** Exercise aim **
Copy all of the material word for word, except for the pictures.

** Dataset content **
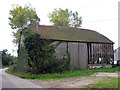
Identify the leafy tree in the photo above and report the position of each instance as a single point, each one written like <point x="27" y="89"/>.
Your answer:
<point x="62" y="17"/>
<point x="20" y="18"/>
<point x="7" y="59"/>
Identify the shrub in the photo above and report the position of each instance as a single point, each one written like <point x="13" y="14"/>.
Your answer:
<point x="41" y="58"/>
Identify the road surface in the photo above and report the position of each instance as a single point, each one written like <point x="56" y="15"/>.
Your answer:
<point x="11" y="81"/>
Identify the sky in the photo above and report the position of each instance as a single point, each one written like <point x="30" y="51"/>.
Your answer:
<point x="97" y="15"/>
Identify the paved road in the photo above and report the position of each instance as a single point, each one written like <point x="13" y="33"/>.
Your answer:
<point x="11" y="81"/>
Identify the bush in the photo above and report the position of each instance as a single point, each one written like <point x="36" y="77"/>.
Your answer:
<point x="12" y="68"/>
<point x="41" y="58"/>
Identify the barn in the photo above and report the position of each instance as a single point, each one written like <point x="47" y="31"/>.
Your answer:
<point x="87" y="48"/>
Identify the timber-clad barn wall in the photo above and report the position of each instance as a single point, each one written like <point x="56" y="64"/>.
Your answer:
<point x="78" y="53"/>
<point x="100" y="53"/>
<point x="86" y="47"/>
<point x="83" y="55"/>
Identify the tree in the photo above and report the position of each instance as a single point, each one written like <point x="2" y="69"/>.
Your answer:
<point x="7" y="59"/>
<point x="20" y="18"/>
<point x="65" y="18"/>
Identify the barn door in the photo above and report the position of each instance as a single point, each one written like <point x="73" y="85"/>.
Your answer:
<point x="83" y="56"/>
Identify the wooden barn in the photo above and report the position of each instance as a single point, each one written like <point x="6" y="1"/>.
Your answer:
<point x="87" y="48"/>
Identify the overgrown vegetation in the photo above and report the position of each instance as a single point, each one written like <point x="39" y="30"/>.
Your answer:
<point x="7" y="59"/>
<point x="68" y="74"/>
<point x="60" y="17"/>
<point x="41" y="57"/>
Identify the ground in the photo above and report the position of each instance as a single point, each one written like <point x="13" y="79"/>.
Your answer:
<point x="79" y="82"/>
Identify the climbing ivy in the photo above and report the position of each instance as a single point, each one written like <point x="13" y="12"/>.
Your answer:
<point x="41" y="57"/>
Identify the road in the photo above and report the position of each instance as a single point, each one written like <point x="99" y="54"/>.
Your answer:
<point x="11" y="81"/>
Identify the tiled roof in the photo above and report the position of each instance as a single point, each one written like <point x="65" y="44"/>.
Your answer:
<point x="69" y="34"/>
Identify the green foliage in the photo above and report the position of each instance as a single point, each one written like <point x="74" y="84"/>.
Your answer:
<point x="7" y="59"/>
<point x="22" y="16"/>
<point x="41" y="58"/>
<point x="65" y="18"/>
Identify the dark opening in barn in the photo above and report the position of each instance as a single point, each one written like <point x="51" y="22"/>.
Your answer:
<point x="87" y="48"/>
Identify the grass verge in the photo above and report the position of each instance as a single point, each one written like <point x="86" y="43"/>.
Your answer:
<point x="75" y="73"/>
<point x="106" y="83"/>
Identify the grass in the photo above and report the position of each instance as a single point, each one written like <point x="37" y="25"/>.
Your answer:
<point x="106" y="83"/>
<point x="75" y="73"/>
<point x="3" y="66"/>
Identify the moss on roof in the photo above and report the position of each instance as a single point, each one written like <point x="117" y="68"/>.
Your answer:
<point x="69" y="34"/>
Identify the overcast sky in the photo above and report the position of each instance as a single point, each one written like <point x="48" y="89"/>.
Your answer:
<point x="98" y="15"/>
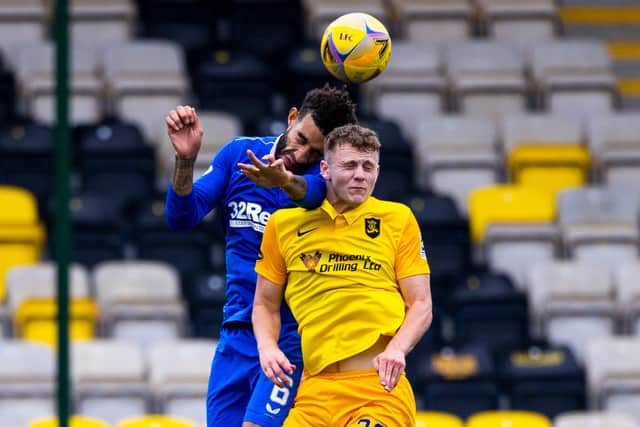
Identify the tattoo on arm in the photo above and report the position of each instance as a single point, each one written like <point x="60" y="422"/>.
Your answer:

** Answer to this task **
Identify the leafy tree in the photo above and report the position of each instance as a single point, each one written like <point x="27" y="89"/>.
Your answer:
<point x="62" y="17"/>
<point x="20" y="18"/>
<point x="7" y="59"/>
Identify the shrub in the photo above and report the position of each instance as a single point, each one written like <point x="13" y="14"/>.
Your answer:
<point x="41" y="58"/>
Identify the road surface in the photo above and report the position of each instance as a single point, each one written like <point x="56" y="15"/>.
Your answer:
<point x="11" y="81"/>
Identify the sky in the photo above and report the position of each instance as a single point, each one written like <point x="30" y="51"/>.
Your answer:
<point x="97" y="15"/>
Identify the paved road in the photo above and report the position of each instance as a single point, each one written like <point x="13" y="33"/>.
Your answer:
<point x="11" y="81"/>
Identify the bush in the photo above and report the position of each instance as a single point, each one written like <point x="36" y="77"/>.
Your answer:
<point x="12" y="68"/>
<point x="41" y="58"/>
Identify the barn in the photo above and report the position of each instance as a single point, each one written like <point x="47" y="31"/>.
Your answer:
<point x="87" y="48"/>
Identify the timber-clad barn wall in the photo above and report the position of each instance as a single point, each one written like <point x="56" y="64"/>.
Your answer:
<point x="78" y="53"/>
<point x="100" y="53"/>
<point x="86" y="47"/>
<point x="83" y="55"/>
Identify the tree in the photo above and report the position of each instance as a single point, each one written like <point x="2" y="69"/>.
Your answer:
<point x="7" y="59"/>
<point x="20" y="18"/>
<point x="65" y="18"/>
Identify the barn door in the photo above and report the position of each instance as a single point, each one written like <point x="73" y="85"/>.
Your answer:
<point x="83" y="56"/>
Identify the wooden barn in the photo above and report the position of each instance as a single point, each one written like <point x="6" y="1"/>.
Your answer:
<point x="87" y="48"/>
Identify the overgrown vegetation in the photo above and report the position of each instance as a single point, each one written like <point x="39" y="30"/>.
Your answer:
<point x="7" y="59"/>
<point x="68" y="74"/>
<point x="60" y="17"/>
<point x="41" y="57"/>
Identify the ground in the photo above and report the position of each instance as a single point, each one written like <point x="13" y="79"/>.
Your answer:
<point x="79" y="82"/>
Identify the climbing ivy in the photo above and report the position of each instance as a single point, each one written like <point x="13" y="12"/>.
Your answer:
<point x="41" y="57"/>
Identify the road in the photo above and report the position of each instance as a single point, each one written like <point x="99" y="54"/>.
Your answer:
<point x="11" y="81"/>
Identify the tiled roof in the photo above and report the position of each instance as a single point, each one written like <point x="65" y="44"/>.
Your answer:
<point x="69" y="34"/>
Identify the green foliage in the photo above and report the position of each instance as a single point, each one written like <point x="74" y="84"/>.
Your answer:
<point x="7" y="59"/>
<point x="22" y="16"/>
<point x="41" y="58"/>
<point x="65" y="18"/>
Identify the dark opening in barn in the photo above and report the position of each instance as a single point, each one written like <point x="51" y="22"/>.
Your answer:
<point x="87" y="48"/>
Identify the grass verge in the photo above and report the position of each instance as a single point, each one written like <point x="86" y="43"/>.
Your answer:
<point x="75" y="73"/>
<point x="106" y="83"/>
Identify the grass in the photo above and report the position of each instance as a single point, each one written like <point x="37" y="25"/>.
Your answer:
<point x="106" y="83"/>
<point x="75" y="73"/>
<point x="3" y="66"/>
Identify the moss on roof in the photo above and report the position of each instance as a single point, each one written like <point x="117" y="68"/>.
Your answer:
<point x="69" y="34"/>
Identify the overcast sky in the photo above and report the position of each instance as a single point, each one written like <point x="48" y="89"/>.
Your answer:
<point x="98" y="15"/>
Identify the tattoo on arm in the photo above and report the position of each instance as a single point, each one written like <point x="60" y="422"/>.
Your answer:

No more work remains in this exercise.